> _RECORD SET_:
+---+

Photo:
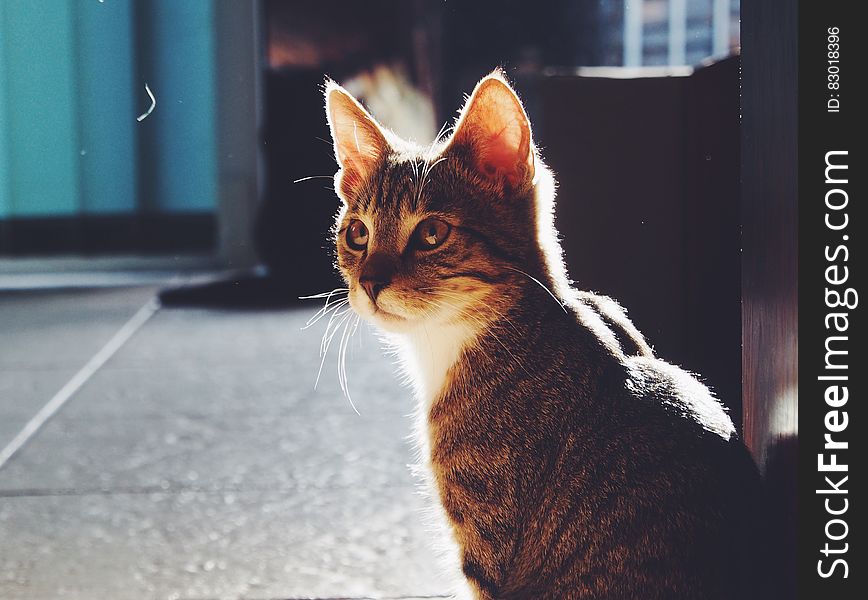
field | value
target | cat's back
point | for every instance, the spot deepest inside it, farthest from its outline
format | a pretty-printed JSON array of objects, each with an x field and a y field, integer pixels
[{"x": 643, "y": 471}]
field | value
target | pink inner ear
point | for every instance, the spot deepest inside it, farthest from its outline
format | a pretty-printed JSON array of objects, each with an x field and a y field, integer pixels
[{"x": 498, "y": 132}]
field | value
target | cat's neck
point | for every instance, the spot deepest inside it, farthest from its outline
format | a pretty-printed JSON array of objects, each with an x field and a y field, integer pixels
[{"x": 429, "y": 352}]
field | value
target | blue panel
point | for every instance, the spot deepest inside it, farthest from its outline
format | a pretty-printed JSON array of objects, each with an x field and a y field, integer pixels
[
  {"x": 106, "y": 110},
  {"x": 5, "y": 199},
  {"x": 40, "y": 134},
  {"x": 183, "y": 82}
]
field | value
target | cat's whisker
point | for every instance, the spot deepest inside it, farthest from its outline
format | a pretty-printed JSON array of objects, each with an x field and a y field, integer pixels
[
  {"x": 324, "y": 311},
  {"x": 324, "y": 294},
  {"x": 342, "y": 361},
  {"x": 309, "y": 177},
  {"x": 541, "y": 284},
  {"x": 327, "y": 340},
  {"x": 328, "y": 296}
]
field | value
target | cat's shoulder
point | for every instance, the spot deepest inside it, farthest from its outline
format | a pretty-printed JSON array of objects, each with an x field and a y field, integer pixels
[{"x": 608, "y": 319}]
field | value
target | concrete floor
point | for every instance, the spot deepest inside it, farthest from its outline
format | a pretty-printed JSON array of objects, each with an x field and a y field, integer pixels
[{"x": 199, "y": 462}]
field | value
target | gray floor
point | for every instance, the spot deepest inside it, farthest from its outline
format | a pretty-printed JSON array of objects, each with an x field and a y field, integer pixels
[{"x": 199, "y": 462}]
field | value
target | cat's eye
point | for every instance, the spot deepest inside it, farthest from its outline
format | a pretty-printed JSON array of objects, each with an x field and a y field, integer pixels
[
  {"x": 430, "y": 233},
  {"x": 357, "y": 235}
]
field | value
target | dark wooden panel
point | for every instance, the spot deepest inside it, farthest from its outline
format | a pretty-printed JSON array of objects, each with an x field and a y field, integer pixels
[
  {"x": 648, "y": 207},
  {"x": 769, "y": 266}
]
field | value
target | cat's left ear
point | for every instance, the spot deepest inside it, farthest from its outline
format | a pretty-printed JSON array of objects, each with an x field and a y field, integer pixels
[
  {"x": 360, "y": 144},
  {"x": 495, "y": 130}
]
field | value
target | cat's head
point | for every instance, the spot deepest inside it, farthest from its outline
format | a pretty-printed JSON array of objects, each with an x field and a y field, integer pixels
[{"x": 438, "y": 234}]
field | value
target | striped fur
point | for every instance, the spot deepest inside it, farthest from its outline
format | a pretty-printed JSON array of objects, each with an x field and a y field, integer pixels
[{"x": 569, "y": 460}]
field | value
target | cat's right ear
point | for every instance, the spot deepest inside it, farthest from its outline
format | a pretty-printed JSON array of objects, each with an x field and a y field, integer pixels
[{"x": 359, "y": 142}]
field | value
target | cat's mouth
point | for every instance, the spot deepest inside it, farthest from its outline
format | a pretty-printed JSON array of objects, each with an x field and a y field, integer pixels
[{"x": 385, "y": 315}]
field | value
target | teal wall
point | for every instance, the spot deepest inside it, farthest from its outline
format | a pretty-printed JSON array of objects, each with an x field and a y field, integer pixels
[{"x": 72, "y": 75}]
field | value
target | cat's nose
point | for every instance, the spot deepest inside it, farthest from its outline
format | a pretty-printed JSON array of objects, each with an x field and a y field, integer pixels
[{"x": 376, "y": 274}]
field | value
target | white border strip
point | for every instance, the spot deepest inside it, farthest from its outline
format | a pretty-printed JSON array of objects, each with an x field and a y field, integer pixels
[{"x": 79, "y": 379}]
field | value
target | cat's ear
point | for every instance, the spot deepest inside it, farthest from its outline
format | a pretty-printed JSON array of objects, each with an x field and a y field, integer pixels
[
  {"x": 359, "y": 142},
  {"x": 496, "y": 130}
]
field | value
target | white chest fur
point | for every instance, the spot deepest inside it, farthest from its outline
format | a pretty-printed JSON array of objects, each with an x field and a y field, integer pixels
[{"x": 428, "y": 352}]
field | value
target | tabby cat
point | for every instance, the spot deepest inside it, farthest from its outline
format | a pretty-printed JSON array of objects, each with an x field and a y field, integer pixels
[{"x": 570, "y": 461}]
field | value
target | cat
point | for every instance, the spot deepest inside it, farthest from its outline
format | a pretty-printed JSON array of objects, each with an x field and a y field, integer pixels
[{"x": 570, "y": 462}]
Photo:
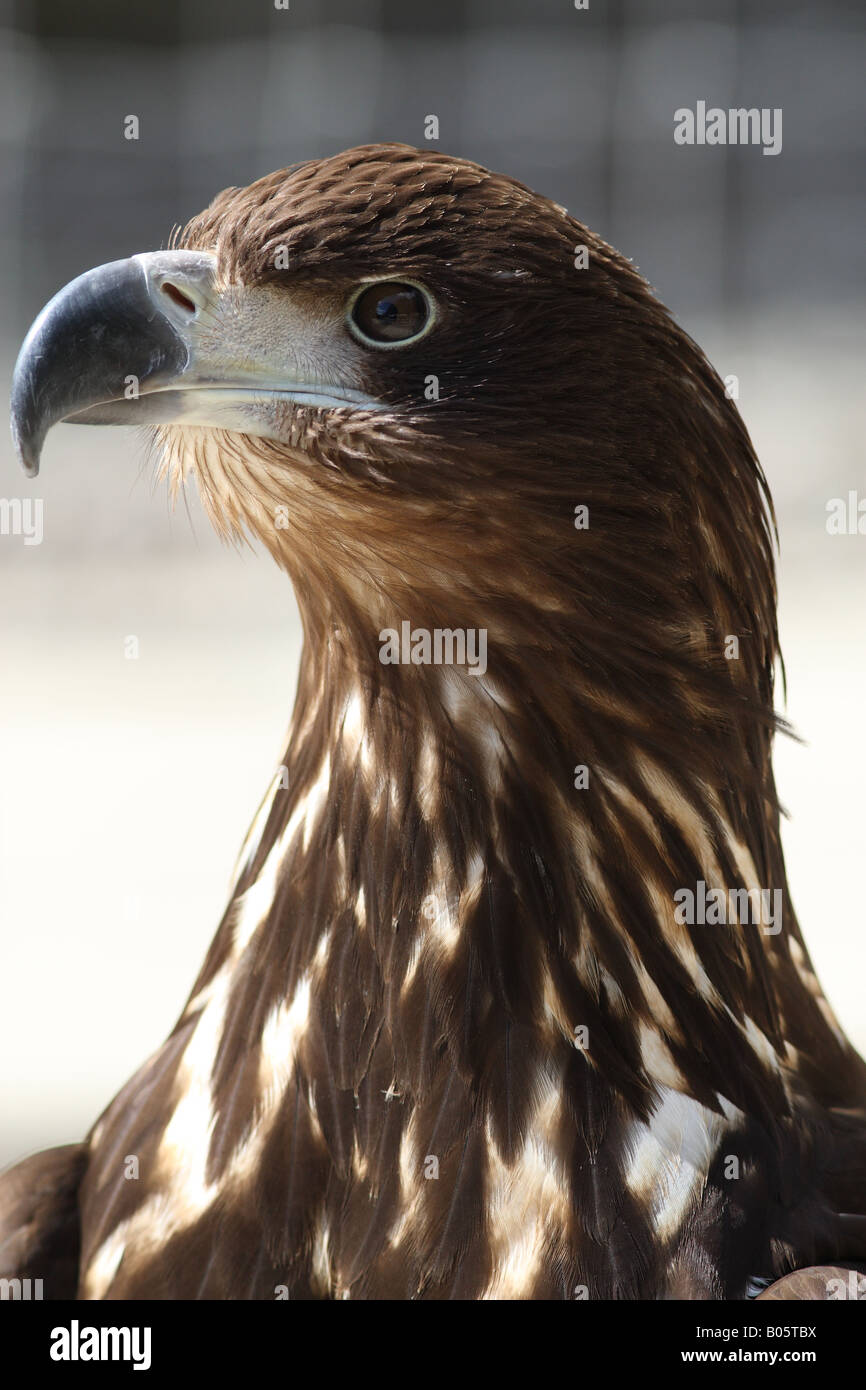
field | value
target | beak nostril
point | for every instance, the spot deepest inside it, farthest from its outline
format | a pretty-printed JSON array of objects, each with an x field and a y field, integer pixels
[{"x": 178, "y": 296}]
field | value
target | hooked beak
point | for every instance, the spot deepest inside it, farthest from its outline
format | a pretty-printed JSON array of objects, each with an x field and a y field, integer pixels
[{"x": 139, "y": 341}]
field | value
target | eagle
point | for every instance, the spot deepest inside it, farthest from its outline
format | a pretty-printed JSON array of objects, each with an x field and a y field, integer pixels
[{"x": 477, "y": 1022}]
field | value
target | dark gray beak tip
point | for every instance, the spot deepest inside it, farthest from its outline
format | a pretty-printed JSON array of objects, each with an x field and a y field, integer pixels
[{"x": 99, "y": 330}]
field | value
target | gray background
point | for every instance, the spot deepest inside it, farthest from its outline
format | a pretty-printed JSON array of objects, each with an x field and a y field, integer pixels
[{"x": 127, "y": 787}]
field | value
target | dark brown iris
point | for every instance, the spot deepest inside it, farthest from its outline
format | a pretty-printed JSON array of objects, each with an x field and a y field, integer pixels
[{"x": 389, "y": 312}]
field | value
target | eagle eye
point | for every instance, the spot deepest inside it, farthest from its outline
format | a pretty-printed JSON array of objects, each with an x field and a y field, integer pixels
[{"x": 389, "y": 313}]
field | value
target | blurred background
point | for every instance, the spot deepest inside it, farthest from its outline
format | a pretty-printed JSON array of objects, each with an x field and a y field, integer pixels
[{"x": 127, "y": 786}]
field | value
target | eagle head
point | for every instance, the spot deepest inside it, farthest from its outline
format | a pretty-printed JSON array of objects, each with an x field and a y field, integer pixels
[{"x": 430, "y": 391}]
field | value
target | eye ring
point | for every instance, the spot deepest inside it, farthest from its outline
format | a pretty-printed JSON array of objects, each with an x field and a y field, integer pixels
[{"x": 423, "y": 300}]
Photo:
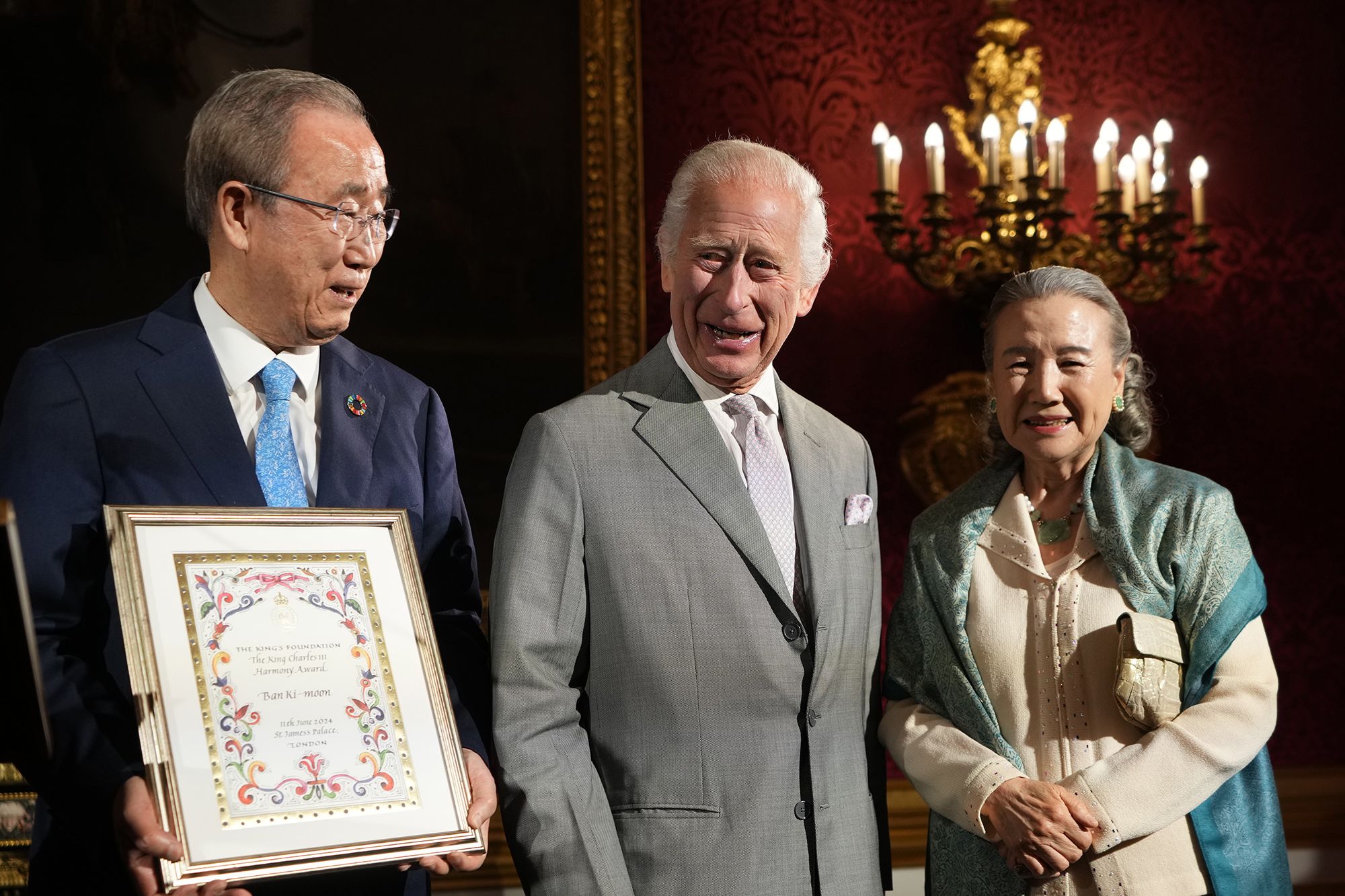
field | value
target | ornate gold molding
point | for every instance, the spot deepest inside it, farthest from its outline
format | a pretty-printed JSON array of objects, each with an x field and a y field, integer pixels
[{"x": 614, "y": 184}]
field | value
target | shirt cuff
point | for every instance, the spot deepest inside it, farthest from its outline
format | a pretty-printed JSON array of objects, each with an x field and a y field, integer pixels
[
  {"x": 980, "y": 784},
  {"x": 1108, "y": 836}
]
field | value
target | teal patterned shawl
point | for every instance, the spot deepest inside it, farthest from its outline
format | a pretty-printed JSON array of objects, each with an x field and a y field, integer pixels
[{"x": 1175, "y": 545}]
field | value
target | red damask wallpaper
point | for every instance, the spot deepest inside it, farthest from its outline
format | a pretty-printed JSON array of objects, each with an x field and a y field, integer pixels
[{"x": 1249, "y": 365}]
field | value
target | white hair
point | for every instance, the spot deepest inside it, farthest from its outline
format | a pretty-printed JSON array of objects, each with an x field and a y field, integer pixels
[{"x": 743, "y": 161}]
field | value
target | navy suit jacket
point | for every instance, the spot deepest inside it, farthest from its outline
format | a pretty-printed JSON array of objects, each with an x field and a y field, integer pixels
[{"x": 138, "y": 413}]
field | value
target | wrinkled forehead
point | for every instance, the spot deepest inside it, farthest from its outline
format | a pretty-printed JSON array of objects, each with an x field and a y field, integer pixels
[
  {"x": 338, "y": 155},
  {"x": 744, "y": 209},
  {"x": 1054, "y": 323}
]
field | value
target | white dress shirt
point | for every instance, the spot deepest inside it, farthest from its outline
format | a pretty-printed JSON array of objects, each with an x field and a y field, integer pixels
[{"x": 241, "y": 356}]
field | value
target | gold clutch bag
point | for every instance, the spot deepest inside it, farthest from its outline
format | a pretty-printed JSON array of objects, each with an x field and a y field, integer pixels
[{"x": 1149, "y": 667}]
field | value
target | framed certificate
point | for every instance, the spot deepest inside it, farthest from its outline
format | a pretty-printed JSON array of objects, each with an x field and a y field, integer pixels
[
  {"x": 294, "y": 709},
  {"x": 30, "y": 740}
]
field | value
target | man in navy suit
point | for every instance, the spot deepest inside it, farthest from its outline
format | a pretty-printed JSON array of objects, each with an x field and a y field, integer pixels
[{"x": 289, "y": 186}]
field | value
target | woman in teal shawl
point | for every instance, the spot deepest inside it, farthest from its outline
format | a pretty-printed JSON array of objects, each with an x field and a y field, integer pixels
[{"x": 1003, "y": 646}]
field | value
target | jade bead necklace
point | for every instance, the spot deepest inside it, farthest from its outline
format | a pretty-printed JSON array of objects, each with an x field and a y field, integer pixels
[{"x": 1051, "y": 530}]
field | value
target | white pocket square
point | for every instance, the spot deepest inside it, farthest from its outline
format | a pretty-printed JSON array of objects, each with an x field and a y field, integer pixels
[{"x": 857, "y": 510}]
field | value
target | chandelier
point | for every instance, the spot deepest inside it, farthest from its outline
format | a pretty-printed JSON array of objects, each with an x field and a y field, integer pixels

+---+

> _EXERCISE DIRECTIONS_: Search the records above for the string "white" and copy each line that holds it.

> _ANSWER TO THIS EXERCISE_:
target | white border strip
target | white chest fur
target | white hair
target | white dress shirt
target | white pocket square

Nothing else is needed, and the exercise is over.